Le télétravail de masse a fait long feu
Le discours a aujourd’hui assez radicalement changé, comme l’atteste Advancy. « Notre constat est que notre activité se prête mal au télétravail. Il nuit à la progression des personnes qui bénéficient de moins de partage d’équipe, il nuit aussi à l’efficacité générale. Le télétravail ne peut donc être la norme. En revanche, tout légiférer n’est pas une bonne idée, et nous laissons les équipes gérer leur temps en autogestion. Évidemment, tout le monde a son bureau physique dans nos locaux, à tout instant. C’est une évidence, mais c’est bon de le rappeler. Nous devons offrir à chacun un bon confort matériel de vie », soutient aujourd’hui son founding partner, Éric de Bettignies.
Le télétravail n’aurait donc finalement pas supplanté définitivement le temps passé au bureau… Il y aurait même un mouvement de machine arrière. Un constat partagé en 2023 par l’ensemble des cabinets sur cette forme de travail rêvée, voire idéalisée, mais expérimentée par la force des choses durant la pandémie. Le retour d’expérience a transformé le rêve en réalité plus pragmatique – même parfois douloureuse pour celles et ceux qui l’ont vécue. Le discours est encore plus radical chez Bain & Company, plus de 300 consultants à Paris, dont 37 partners, comme le partage sur le ton de la plaisanterie sa DRH, Raphaëlle de Soto. « C’est la crise du logement chez nous, car les consultants sont tous revenus au bureau. » Un retour en masse qui a d’ailleurs été une énorme surprise pour la DRH. « On a beaucoup lu sur le sujet et l’on se disait que les collaborateurs ne viendraient pas au bureau pendant plusieurs jours par semaine. Mais très vite, 70 à 80 % de nos équipes étaient là. Il est vrai aussi que nous avons beaucoup de jeunes consultants qui sont bien mieux installés au bureau que chez eux. Ces jeunes ont particulièrement souffert durant le covid, ils ont besoin de l’émulation de groupe », soutient aussi Raphaëlle de Soto.
Même bilan au sein du jeune cabinet Strategia Partners (créé en 2021), où l’un des founding partners, Thomas Chèvre, constate une diminution significative de télétravail de la part des consultants. Ce cabinet a pris le parti, et après réflexion, d’être « très flexible » par rapport aux besoins et envies de ses troupes qui montrent avant tout « une vraie volonté d’être le plus présents possible au bureau ». Chez Strategia, les consultants seraient en moyenne à un jour par semaine de travail à domicile, « certains font 2 jours, certains aucun, mais il n’y a aucune demande à plus ».
Seul son de cloche très protélétravail, c’est d’OC&C Paris (quelque 25 consultants) qu’il résonne parmi les cabinets qui ont accepté de partager sur le sujet. « La demande des consultants est toujours très présente, je ne pense pas qu’elle ait baissé. Le seul trait paradoxalement, a priori en tout cas, c’est qu’elle est moins présente sur les nouveaux embauchés que sur les jeunes consultants avec 2 ou 3 ans d’expérience. Nous voyons deux populations bien distinctes parmi les juniors : ceux qui tiennent à cette liberté et vont l’utiliser, et les autres », témoigne l’associé d’OC&C Paris Jean-Baptiste Brachet.

### [Données d'entrée]
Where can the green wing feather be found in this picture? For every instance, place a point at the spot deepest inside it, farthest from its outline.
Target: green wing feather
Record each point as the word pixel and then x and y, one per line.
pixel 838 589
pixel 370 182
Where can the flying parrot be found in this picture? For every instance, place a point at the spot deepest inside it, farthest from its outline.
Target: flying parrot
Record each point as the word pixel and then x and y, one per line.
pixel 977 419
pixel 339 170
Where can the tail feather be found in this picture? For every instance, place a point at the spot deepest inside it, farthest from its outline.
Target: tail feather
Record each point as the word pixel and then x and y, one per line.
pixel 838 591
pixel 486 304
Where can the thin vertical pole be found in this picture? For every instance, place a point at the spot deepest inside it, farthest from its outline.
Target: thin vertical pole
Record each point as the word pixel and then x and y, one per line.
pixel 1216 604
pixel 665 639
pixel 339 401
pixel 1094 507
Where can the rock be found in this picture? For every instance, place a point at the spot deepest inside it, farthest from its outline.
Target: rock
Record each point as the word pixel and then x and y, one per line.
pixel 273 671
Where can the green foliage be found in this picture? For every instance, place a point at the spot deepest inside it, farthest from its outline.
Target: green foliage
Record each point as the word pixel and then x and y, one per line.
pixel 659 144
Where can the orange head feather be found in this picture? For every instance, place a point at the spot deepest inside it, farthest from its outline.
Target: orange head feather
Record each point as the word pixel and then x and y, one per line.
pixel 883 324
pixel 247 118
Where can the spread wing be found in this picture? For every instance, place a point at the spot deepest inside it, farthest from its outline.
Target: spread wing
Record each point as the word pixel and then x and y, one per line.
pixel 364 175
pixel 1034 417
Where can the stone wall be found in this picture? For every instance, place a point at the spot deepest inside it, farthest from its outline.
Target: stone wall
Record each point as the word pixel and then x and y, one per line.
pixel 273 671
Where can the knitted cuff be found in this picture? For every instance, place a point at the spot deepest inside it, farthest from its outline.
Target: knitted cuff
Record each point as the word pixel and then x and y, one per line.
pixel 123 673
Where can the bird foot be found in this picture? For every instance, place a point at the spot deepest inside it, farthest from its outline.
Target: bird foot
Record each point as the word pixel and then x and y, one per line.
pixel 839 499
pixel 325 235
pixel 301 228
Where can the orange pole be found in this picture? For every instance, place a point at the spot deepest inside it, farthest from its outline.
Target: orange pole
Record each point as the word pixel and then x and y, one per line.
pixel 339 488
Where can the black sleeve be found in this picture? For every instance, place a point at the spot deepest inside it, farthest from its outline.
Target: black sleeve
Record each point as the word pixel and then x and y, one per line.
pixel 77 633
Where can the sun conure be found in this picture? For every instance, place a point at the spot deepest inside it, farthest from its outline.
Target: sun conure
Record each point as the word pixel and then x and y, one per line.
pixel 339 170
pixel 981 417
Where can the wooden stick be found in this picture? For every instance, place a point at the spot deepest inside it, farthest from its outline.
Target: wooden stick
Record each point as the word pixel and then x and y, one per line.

### [Travail demandé]
Transcrivez à l'identique, s'il vous plaît, le passage de l'extrait sur le télétravail qui s'ouvre sur les mots « Seul son de » et s'achève sur « Paris Jean-Baptiste Brachet. ».

### [Réponse attendue]
Seul son de cloche très protélétravail, c’est d’OC&C Paris (quelque 25 consultants) qu’il résonne parmi les cabinets qui ont accepté de partager sur le sujet. « La demande des consultants est toujours très présente, je ne pense pas qu’elle ait baissé. Le seul trait paradoxalement, a priori en tout cas, c’est qu’elle est moins présente sur les nouveaux embauchés que sur les jeunes consultants avec 2 ou 3 ans d’expérience. Nous voyons deux populations bien distinctes parmi les juniors : ceux qui tiennent à cette liberté et vont l’utiliser, et les autres », témoigne l’associé d’OC&C Paris Jean-Baptiste Brachet.